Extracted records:

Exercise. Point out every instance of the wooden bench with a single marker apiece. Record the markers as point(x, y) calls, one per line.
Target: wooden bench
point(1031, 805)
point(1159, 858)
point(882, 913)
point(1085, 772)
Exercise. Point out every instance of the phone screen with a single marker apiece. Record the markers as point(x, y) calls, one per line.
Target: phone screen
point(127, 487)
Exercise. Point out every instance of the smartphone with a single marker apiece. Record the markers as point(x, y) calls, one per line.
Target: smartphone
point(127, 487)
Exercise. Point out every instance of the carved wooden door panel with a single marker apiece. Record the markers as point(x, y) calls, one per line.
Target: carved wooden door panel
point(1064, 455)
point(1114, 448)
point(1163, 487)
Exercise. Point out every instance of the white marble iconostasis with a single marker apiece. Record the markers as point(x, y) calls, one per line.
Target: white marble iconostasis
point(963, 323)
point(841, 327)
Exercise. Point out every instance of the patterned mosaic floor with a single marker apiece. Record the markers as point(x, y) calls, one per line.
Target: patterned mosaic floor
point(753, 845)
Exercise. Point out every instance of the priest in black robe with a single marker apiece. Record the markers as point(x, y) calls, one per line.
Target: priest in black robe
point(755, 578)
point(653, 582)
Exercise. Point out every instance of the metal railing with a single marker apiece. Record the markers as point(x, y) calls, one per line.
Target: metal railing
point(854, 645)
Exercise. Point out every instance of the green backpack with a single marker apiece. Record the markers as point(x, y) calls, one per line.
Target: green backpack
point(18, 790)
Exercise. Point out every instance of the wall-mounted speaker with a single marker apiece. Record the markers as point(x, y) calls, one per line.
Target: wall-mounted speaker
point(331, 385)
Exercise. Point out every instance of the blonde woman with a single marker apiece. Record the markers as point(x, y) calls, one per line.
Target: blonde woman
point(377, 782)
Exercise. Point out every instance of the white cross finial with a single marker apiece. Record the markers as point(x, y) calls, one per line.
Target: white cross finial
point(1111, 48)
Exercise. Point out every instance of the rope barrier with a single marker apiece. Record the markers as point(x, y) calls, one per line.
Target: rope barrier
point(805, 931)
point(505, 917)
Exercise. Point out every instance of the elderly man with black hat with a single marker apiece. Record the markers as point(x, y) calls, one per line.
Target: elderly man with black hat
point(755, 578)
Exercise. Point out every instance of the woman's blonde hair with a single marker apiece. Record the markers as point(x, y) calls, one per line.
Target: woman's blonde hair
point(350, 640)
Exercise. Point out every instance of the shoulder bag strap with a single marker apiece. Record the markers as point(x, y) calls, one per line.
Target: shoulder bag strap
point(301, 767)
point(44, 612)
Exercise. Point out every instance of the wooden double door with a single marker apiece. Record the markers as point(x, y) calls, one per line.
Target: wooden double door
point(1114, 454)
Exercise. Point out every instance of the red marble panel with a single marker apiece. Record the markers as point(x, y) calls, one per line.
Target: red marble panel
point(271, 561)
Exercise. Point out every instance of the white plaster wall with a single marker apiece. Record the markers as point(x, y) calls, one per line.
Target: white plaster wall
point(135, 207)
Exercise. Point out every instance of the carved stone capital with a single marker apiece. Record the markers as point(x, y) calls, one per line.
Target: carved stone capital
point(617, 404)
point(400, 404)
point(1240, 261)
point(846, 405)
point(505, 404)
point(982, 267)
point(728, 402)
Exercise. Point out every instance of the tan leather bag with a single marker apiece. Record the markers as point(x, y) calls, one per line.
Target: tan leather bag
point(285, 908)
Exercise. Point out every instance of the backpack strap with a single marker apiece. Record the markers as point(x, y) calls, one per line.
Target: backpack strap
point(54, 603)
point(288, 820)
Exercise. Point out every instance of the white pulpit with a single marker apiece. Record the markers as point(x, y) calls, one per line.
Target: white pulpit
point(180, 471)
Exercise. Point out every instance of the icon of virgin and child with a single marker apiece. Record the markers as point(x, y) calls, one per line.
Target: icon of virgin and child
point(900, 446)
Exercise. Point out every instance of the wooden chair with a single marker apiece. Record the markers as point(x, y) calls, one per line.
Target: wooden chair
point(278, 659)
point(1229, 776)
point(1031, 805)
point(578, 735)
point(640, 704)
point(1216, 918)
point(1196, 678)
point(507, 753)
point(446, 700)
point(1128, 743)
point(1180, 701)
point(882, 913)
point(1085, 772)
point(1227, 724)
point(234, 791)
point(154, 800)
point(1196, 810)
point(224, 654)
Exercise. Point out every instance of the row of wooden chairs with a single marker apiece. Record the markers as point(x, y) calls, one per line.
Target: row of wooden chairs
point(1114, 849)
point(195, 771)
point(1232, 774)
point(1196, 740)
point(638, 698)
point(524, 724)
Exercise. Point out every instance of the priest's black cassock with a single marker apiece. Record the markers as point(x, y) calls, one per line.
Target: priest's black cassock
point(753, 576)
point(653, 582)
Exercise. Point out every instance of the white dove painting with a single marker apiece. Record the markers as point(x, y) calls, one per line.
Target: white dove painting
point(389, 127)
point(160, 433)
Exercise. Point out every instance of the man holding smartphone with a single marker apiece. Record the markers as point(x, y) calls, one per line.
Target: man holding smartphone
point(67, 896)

Job: Render every line of the listing above as a Markdown table with the columns "No." and "Line", numbering each row and leaving out any blank lines.

Full response:
| No. | Line |
|---|---|
| 1 | Exercise. Point out every instance of the wooden bench with a single marker apiece. Record the markers as point(x, y) calls, one per line. |
| 2 | Target: wooden bench |
| 3 | point(1031, 805) |
| 4 | point(1159, 858) |
| 5 | point(882, 913) |
| 6 | point(1085, 772) |
| 7 | Exercise. Point out every instance of the phone screen with a single marker apiece. Record the markers as point(x, y) calls, one per line. |
| 8 | Target: phone screen |
| 9 | point(127, 487) |
| 10 | Exercise. Point out every instance of the smartphone with a single marker apiece. Record the markers as point(x, y) calls, one per line. |
| 11 | Target: smartphone |
| 12 | point(127, 487) |
| 13 | Exercise. Point out every instance of the carved wooden door panel with a single marker apiece. Record the markers as point(x, y) calls, one per line. |
| 14 | Target: carved wooden door panel |
| 15 | point(1064, 455) |
| 16 | point(1114, 448) |
| 17 | point(1163, 487) |
| 18 | Exercise. Point out every instance of the white marble iconostasis with a single marker apiece. Record the markers as point(x, y) calls, one per line. |
| 19 | Target: white marble iconostasis |
| 20 | point(963, 323) |
| 21 | point(841, 327) |
| 22 | Exercise. Point out every instance of the patterned mosaic floor with a single marker apiece. Record the markers as point(x, y) calls, one per line. |
| 23 | Target: patterned mosaic floor |
| 24 | point(753, 845) |
| 25 | Exercise. Point out every instance of the priest in black robe with a single marker apiece. Record the markers as point(x, y) calls, one per line. |
| 26 | Target: priest in black robe |
| 27 | point(755, 578) |
| 28 | point(653, 582) |
| 29 | Exercise. Point out every instance of the metal railing with a single marker apiece. Record the markers as point(x, y) calls, one per line. |
| 30 | Target: metal railing |
| 31 | point(854, 645) |
| 32 | Exercise. Point out every instance of the green backpack with a single marker apiece. Record the markers as point(x, y) calls, one per line. |
| 33 | Target: green backpack |
| 34 | point(18, 790) |
| 35 | Exercise. Point out every instance of the wall-mounted speaker with a single marker apiece. Record the markers as point(x, y) calls, one per line. |
| 36 | Target: wall-mounted speaker |
| 37 | point(331, 385) |
| 38 | Exercise. Point out every instance of the blonde woman with a single marker apiece. Record the markers as point(x, y) calls, one per line. |
| 39 | Target: blonde woman |
| 40 | point(377, 782) |
| 41 | Exercise. Point out every instance of the white cross finial with a single marker apiece. Record the markers as point(x, y) calls, one per line. |
| 42 | Target: white cross finial |
| 43 | point(1111, 48) |
| 44 | Exercise. Point out every instance of the rope barrier with a single marker apiece. Record the markers as point(x, y) calls, one per line. |
| 45 | Target: rope barrier |
| 46 | point(805, 931) |
| 47 | point(505, 917) |
| 48 | Exercise. Point out every instance of the elderly man with black hat with a single marker apiece. Record the markers as point(x, y) calls, one per line. |
| 49 | Target: elderly man with black hat |
| 50 | point(755, 578) |
| 51 | Exercise. Point out every instance of the woman's blonde hair with a single marker apiece. Record the markers as point(x, y) calls, one per line. |
| 52 | Target: woman's blonde hair |
| 53 | point(350, 640) |
| 54 | Exercise. Point out every instance of the shoulder bag strap with a single marker apiece. Record the markers as point(x, y) calls, one per line. |
| 55 | Target: shoulder bag strap |
| 56 | point(301, 767) |
| 57 | point(44, 612) |
| 58 | Exercise. Point out every instance of the wooden double door with a single marker apiece. Record the markers as point(x, y) calls, one per line. |
| 59 | Target: wooden double door |
| 60 | point(1114, 454) |
| 61 | Exercise. Point out every instance of the red marble panel with a single marker apiece. Record the markers as point(x, y) calls, one per line. |
| 62 | Target: red marble panel |
| 63 | point(271, 561) |
| 64 | Exercise. Point out every instance of the white plaster wall with a single marker apiece. Record the markers as point(x, y) calls, one per line. |
| 65 | Target: white plaster wall |
| 66 | point(135, 207) |
| 67 | Exercise. Point out every instance of the carved stone capital with a single marker apiece. Record the markers as point(x, y) calls, one per line. |
| 68 | Target: carved stone capital |
| 69 | point(617, 404) |
| 70 | point(400, 404) |
| 71 | point(1240, 261) |
| 72 | point(846, 405) |
| 73 | point(505, 404) |
| 74 | point(982, 267) |
| 75 | point(728, 402) |
| 76 | Exercise. Point out every instance of the tan leather bag with a single marker apiece. Record the markers as point(x, y) calls, one per line. |
| 77 | Target: tan leather bag |
| 78 | point(285, 908) |
| 79 | Exercise. Point out every instance of the backpack strap with a single marker apiece. Record the markers as point(x, y) calls, one per line. |
| 80 | Target: backpack strap |
| 81 | point(54, 603) |
| 82 | point(288, 820) |
| 83 | Exercise. Point out every instance of the white pulpit with a single marker apiece. Record the markers as point(x, y) calls, one per line. |
| 84 | Target: white pulpit |
| 85 | point(180, 471) |
| 86 | Exercise. Point out every instance of the icon of virgin and child with a single marker apiece. Record the markers as point(x, y) calls, one per line. |
| 87 | Target: icon of virgin and child |
| 88 | point(900, 446) |
| 89 | Exercise. Point out every instance of the wooden chair with a single marker apiece. Record the markers as point(x, y) calls, one per line. |
| 90 | Target: wooden chair |
| 91 | point(278, 659) |
| 92 | point(1229, 776) |
| 93 | point(1031, 805) |
| 94 | point(578, 735) |
| 95 | point(640, 704) |
| 96 | point(1216, 918) |
| 97 | point(1196, 678) |
| 98 | point(507, 753) |
| 99 | point(446, 700) |
| 100 | point(1128, 743) |
| 101 | point(1180, 701) |
| 102 | point(882, 913) |
| 103 | point(1085, 772) |
| 104 | point(1227, 724) |
| 105 | point(234, 791) |
| 106 | point(154, 800) |
| 107 | point(1196, 810) |
| 108 | point(224, 654) |
| 109 | Exercise. Point out every instance of the row of wooden chairs with a single marker apiece. Record the markers as point(x, y) calls, one per line. |
| 110 | Target: row of wooden chairs |
| 111 | point(1114, 849) |
| 112 | point(195, 771) |
| 113 | point(1232, 774) |
| 114 | point(1196, 740) |
| 115 | point(638, 698) |
| 116 | point(524, 724) |
| 117 | Exercise. Point out every instance of the priest's black cassock with a single marker apiece. Record the markers as point(x, y) calls, one per line. |
| 118 | Target: priest's black cassock |
| 119 | point(753, 576) |
| 120 | point(653, 582) |
| 121 | Exercise. Point out every instance of the white dove painting with a single marker apiece. Record the markers as point(x, y) calls, one per line. |
| 122 | Target: white dove painting |
| 123 | point(389, 127) |
| 124 | point(160, 433) |
| 125 | Exercise. Point out every instance of the man holding smartphone with a single marker apiece. Record the markers as point(x, y) calls, one per line. |
| 126 | Target: man holding smartphone |
| 127 | point(67, 896) |